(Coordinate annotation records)
>>>>>

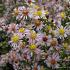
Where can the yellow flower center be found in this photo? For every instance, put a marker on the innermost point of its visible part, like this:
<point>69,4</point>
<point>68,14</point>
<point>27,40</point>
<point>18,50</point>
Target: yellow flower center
<point>36,7</point>
<point>37,22</point>
<point>32,46</point>
<point>16,11</point>
<point>62,14</point>
<point>21,30</point>
<point>15,38</point>
<point>33,34</point>
<point>39,13</point>
<point>61,31</point>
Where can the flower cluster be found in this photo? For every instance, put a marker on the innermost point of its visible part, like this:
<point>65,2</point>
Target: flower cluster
<point>39,37</point>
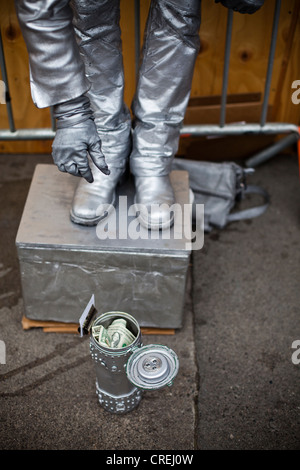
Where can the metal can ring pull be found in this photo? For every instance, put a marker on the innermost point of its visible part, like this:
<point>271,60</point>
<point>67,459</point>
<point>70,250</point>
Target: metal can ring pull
<point>152,367</point>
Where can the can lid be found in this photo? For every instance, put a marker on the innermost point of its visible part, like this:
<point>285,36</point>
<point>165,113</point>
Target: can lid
<point>152,367</point>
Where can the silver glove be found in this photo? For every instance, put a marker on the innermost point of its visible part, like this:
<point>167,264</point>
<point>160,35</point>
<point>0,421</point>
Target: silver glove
<point>76,136</point>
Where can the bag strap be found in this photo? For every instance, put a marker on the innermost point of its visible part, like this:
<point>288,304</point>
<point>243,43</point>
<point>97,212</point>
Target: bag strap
<point>254,211</point>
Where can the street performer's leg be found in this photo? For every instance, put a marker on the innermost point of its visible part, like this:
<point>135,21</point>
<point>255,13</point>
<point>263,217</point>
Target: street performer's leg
<point>96,24</point>
<point>171,45</point>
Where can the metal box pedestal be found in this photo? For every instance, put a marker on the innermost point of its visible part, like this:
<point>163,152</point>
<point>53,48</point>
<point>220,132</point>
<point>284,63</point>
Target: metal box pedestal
<point>62,263</point>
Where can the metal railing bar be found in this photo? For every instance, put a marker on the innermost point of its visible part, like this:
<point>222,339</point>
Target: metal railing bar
<point>137,35</point>
<point>270,63</point>
<point>27,134</point>
<point>7,94</point>
<point>269,152</point>
<point>237,129</point>
<point>226,67</point>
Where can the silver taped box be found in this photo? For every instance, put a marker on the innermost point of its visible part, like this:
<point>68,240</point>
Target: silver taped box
<point>62,263</point>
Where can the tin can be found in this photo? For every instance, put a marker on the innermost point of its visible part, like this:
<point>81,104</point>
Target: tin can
<point>122,374</point>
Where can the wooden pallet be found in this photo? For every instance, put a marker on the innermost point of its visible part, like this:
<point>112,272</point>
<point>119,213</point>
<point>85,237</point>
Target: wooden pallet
<point>61,327</point>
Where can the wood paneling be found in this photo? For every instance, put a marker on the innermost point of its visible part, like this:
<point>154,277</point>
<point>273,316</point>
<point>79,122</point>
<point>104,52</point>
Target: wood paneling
<point>248,64</point>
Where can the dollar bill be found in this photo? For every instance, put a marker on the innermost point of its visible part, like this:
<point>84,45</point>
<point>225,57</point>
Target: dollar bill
<point>101,335</point>
<point>115,336</point>
<point>120,334</point>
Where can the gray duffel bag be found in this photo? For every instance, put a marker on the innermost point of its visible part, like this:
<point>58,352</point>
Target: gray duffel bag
<point>219,186</point>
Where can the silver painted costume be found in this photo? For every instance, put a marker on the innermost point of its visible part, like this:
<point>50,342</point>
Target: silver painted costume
<point>60,71</point>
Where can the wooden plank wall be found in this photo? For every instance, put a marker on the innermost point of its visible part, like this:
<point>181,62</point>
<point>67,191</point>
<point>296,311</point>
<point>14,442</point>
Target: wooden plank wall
<point>249,55</point>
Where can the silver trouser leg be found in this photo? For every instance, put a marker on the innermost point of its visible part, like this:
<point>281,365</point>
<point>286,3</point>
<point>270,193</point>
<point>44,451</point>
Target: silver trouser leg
<point>97,28</point>
<point>56,69</point>
<point>171,45</point>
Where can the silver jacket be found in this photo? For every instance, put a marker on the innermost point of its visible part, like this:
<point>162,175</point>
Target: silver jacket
<point>60,71</point>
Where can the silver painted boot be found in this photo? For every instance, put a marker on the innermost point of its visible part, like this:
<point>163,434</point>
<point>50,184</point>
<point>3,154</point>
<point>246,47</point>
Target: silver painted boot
<point>94,201</point>
<point>153,200</point>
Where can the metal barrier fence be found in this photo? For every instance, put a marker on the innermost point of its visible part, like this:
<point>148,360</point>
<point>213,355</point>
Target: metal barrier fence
<point>222,129</point>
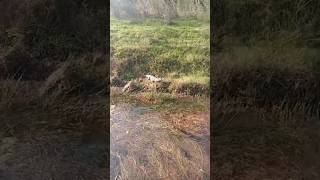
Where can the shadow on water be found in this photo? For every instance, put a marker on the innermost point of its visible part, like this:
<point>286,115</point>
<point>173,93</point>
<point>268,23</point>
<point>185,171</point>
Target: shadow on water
<point>144,146</point>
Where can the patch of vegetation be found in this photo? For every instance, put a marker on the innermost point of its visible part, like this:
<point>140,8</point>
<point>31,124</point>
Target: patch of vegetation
<point>151,46</point>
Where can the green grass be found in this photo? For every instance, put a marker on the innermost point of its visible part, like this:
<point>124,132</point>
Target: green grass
<point>154,47</point>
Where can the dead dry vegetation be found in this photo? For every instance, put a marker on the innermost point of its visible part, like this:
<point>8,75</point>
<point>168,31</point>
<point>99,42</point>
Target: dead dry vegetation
<point>265,84</point>
<point>53,105</point>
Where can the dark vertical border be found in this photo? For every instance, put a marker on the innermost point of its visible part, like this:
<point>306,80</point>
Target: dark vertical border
<point>107,53</point>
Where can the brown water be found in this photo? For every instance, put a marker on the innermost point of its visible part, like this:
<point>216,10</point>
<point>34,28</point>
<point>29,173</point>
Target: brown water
<point>144,146</point>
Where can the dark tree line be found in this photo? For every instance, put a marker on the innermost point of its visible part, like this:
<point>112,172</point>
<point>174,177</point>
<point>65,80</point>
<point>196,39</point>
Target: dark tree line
<point>263,18</point>
<point>166,9</point>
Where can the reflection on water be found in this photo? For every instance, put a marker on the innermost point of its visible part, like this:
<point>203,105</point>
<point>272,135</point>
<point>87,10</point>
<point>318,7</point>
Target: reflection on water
<point>143,146</point>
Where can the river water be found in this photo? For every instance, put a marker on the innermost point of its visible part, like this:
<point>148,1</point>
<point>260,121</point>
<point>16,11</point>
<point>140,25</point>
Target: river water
<point>144,146</point>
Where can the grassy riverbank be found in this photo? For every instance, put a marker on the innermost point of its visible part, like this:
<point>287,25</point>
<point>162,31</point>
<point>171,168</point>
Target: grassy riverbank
<point>177,51</point>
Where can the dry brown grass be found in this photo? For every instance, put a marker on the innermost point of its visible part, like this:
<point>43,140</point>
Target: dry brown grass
<point>252,142</point>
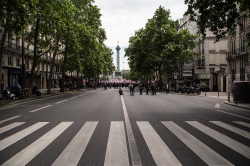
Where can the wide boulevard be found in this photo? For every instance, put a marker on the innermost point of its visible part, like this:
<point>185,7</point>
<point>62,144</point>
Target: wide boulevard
<point>100,127</point>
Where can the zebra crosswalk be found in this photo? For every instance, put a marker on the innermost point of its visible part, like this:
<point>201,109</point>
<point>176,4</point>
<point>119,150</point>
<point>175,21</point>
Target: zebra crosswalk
<point>117,151</point>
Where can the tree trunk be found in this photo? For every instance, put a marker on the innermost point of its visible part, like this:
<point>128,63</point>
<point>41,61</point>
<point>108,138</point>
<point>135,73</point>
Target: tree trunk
<point>35,56</point>
<point>52,67</point>
<point>4,36</point>
<point>64,68</point>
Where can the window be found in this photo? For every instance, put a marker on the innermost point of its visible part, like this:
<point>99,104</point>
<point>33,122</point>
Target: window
<point>242,24</point>
<point>242,70</point>
<point>202,51</point>
<point>242,44</point>
<point>38,66</point>
<point>10,62</point>
<point>17,62</point>
<point>233,67</point>
<point>232,49</point>
<point>27,64</point>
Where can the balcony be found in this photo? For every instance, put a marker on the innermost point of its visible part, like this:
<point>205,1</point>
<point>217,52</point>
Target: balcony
<point>17,48</point>
<point>237,53</point>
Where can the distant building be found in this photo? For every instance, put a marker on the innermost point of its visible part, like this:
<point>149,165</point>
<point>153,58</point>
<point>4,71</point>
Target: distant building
<point>238,53</point>
<point>210,65</point>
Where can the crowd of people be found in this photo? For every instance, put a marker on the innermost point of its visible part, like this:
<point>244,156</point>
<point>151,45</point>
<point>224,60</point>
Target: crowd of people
<point>147,87</point>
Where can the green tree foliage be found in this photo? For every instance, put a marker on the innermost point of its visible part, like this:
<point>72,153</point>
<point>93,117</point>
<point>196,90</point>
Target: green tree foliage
<point>14,17</point>
<point>70,29</point>
<point>158,48</point>
<point>218,16</point>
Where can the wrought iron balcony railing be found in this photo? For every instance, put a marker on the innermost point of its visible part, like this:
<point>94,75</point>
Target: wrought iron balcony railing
<point>17,48</point>
<point>237,52</point>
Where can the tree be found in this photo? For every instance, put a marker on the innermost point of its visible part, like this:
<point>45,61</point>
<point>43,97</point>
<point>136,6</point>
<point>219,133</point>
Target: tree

<<<<<

WHAT YOU WILL DO
Copy out the lines starting at the one containing "Where can the crowd" and ending with the last line of the entries. Include nothing else.

EXPECTED ANSWER
Where can the crowd of people be found in this photo? For every instance, put a marker on the innermost point of its visible part, like this:
<point>244,156</point>
<point>151,45</point>
<point>224,60</point>
Target: crowd of people
<point>147,87</point>
Where can the green tree foliage be found in this photo? For every instance, put a marker on the innermost point of its visible part, like this:
<point>72,153</point>
<point>93,117</point>
<point>196,90</point>
Target: green tree foliage
<point>14,17</point>
<point>70,29</point>
<point>158,48</point>
<point>218,16</point>
Where can the wrought iron balcony railing be found in this photo? For every instance, put a marker on the innermost point of its visible part, like this:
<point>94,75</point>
Target: wrought iron balcony railing
<point>17,48</point>
<point>237,52</point>
Where can the tree be found in this photo? For every instance, put a marker on the innermost point of its visible part, like this:
<point>45,61</point>
<point>43,97</point>
<point>136,6</point>
<point>219,133</point>
Target: tree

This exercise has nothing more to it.